He adds that China — which buys roughly 90% of Iran’s crude exports — could pivot more aggressively toward Russian, Iraqi, Saudi and West African grades if Iranian volumes shrink. “If Beijing pivots toward the same Russian or Atlantic Basin supplies that India relies on for diversification, India’s energy security could become more expensive and more contested. The likely outcome is not deep scarcity, but tighter global balances, higher prices and diminished negotiating leverage for Indian refiners.”
From Oil Tanks to Rice Fields
The consequences extend well beyond petrol pumps.
In the weeks before the conflict escalated, Iranian importers had placed large orders for basmati rice, pushing local prices up by about ₹10 per kg. Iran accounts for roughly 25% of India’s basmati exports; Iraq another 20%. Together, that’s over 2 million tonnes valued at more than $2 billion annually.
Uncertainty now looms over these trade flows. Tea exports too may take a hit — nearly ₹7 billion worth was exported to Iran in 2024–25.
More broadly, Middle Eastern countries including Iran, Bahrain, Kuwait, Qatar and the UAE account for bilateral trade worth about $117.32 billion, with the UAE alone contributing nearly $100 billion. Any regional escalation directly threatens these ties.
The UAE Factor: A Stable Hub Under Strain
Dubai has long been viewed as West Asia’s insulated commercial gateway — a financial and logistics hub even when politics elsewhere burned. But the conflict “fundamentally alters Dubai’s longstanding reputation as a politically insulated financial and trade hub”. India and the UAE have been expanding cooperation in renewables, green hydrogen and critical minerals. The India–UAE Comprehensive Economic Partnership Agreement (CEPA), signed in 2022, marked India’s first such accord in the MENA region. Escalation now risks slowing joint ventures and technology exchanges just as clean transition investments were gathering pace.
“India’s policy of strategic autonomy has so far helped it navigate the choppy waters of geopolitics but the balancing act has become increasingly tough. The conflict in west Asia and its repercussions raise the risks to its supply chains, test energy security and increase insurance costs and fuel inflation if energy prices remain elevated, as is expected if the Strait of Hormuz is blocked… Yet, despite the rising risks India’s economy and markets are relatively better placed to ride this geopolitical storm,” Archana Chaudhary, Associate Director at Climate Trends, notes.

## INFORMATION SUPPLIED:
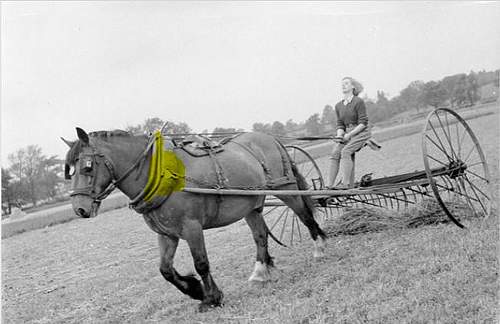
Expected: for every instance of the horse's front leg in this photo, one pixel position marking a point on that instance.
(189, 285)
(193, 234)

## OBJECTIVES:
**1.** Answer these from the article on India's trade exposure to the West Asia conflict.
(a) What share of Iran's crude exports does China buy?
(b) What share of India's basmati exports goes to Iran?
(c) In what year was the India–UAE CEPA signed?
**2.** Please continue the article on India's trade exposure to the West Asia conflict after its last sentence.

## THE RESULTS:
**1.**
(a) Roughly 90%.
(b) Roughly 25%.
(c) 2022.

**2.**
A Clean Energy Imperative, Not Just a Climate Goal
The crisis may also sharpen India’s clean energy calculus. Elevated oil costs increase dollar demand, typically putting downward pressure on the rupee. Costlier fuel filters into transportation, logistics and eventually food prices. Renewable energy supply chains — including critical minerals — could also be disrupted, as significant shipping traffic flows through Hormuz
Yet analysts see opportunity in the turbulence. “The recent strikes only reinforce the validity of India’s long-standing principle of strategic autonomy. In an increasingly volatile West Asian landscape, the wisdom of accelerating our clean energy ambitions becomes even more apparent for energy security. Reducing dependence on imported conventional energy sources, i.e. oil and gas, through rapid deployment of clean technologies is no longer just a climate imperative but a strategic necessity… In this fractured geopolitical order, India must deepen the momentum toward clean energy transition and technological self-reliance to insulate its growth trajectory from external shocks,” Aarti Khosla, Director, Climate Trends, argues.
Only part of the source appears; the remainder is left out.